## GIVEN PASSAGE
= = =
Isaac Johannes Lamotius (bapt. 29 May 1646 in Beverwijk – 1718) or (1653–1710) was governor of Mauritius from 1677 to 1692. Lamotius was interested in arts and knowledge and became an ichthyologist; he made 250 drawings of fishes which are kept in Paris.

==Family background==
Isaac was the son of Johannes Lamotius, who played a main part in the capturing of Dutch Malacca (January 1641) and married in Batavia the widow of Matthijs Quast. As a sergeant major, Johannes was stationed in Dutch Formosa (September 1642–?). In 1653 Johannes Lamotius lived in Beverwijk, Netherlands.

==Career==
Isaac arrived on the island in September 1677. In 1682 Joan Huydecoper II strongly urged the colonial administrators to undertake botanical research and stimulated the production of drawings of plants on the spot. He gave him instructions on how to start a herbarium. In 1685 Huydecoper requested subtropical plants. A cucumis arrived the year after in Amsterdam. Lamotius became an expert on the fauna and fauna of Mauritius and published daily journals. In 1688 the last three dodos were captured.
= = =
(Dataset items)
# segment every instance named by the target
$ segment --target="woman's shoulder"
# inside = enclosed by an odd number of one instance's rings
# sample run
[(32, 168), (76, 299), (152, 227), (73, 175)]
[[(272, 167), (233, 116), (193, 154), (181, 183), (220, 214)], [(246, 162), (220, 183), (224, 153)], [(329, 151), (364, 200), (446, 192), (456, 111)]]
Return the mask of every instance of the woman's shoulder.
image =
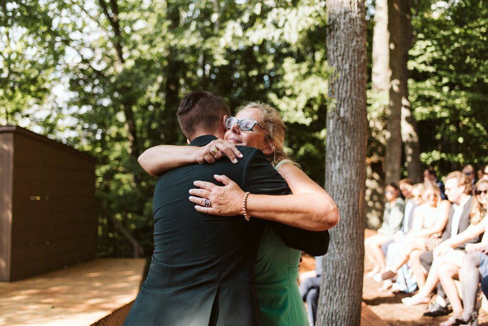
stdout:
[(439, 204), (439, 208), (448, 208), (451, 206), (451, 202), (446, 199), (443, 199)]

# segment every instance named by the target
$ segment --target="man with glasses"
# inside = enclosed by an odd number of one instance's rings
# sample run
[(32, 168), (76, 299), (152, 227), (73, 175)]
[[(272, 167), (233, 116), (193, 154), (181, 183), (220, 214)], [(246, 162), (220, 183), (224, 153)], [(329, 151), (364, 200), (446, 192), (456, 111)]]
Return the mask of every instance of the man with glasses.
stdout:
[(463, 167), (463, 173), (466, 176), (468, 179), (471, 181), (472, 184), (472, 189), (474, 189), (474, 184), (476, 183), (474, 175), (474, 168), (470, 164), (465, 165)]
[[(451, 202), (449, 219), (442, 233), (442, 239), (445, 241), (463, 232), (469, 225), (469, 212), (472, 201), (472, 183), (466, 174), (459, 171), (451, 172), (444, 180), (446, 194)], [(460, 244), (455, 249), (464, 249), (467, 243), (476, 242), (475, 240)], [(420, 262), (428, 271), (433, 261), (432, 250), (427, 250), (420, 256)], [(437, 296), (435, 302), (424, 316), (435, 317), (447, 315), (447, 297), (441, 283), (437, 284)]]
= = =
## GOAL 1
Rewrite as a bulleted list the paragraph of the Lamotius biography that begins "Isaac was the son of Johannes Lamotius," keeping its main facts.
## GOAL 2
According to the Lamotius biography, how many drawings of fishes did Lamotius make, and where are they kept?
## GOAL 3
Take the biography of Isaac Johannes Lamotius further from the point where it stops.
The rows play no part in this work.

## EXPECTED OUTPUT 1
- Isaac's father was Johannes Lamotius.
- Johannes played a main part in the capture of Dutch Malacca in January 1641.
- In Batavia he married the widow of Matthijs Quast.
- He was stationed in Dutch Formosa as a sergeant major from September 1642.
- In 1653 he lived in Beverwijk, Netherlands.

## EXPECTED OUTPUT 2
He made 250 drawings of fishes, which are kept in Paris.

## EXPECTED OUTPUT 3
Some say his fifteen years of command saw the island descend into despotism, and immorality was rife. When people complained in 1692, Lamotius and his second man were shipped to Batavia and tried in 1695, sentenced for private trade. He was banished for six years to the island of Rosengain, being chained on the most eastern of the Banda Islands.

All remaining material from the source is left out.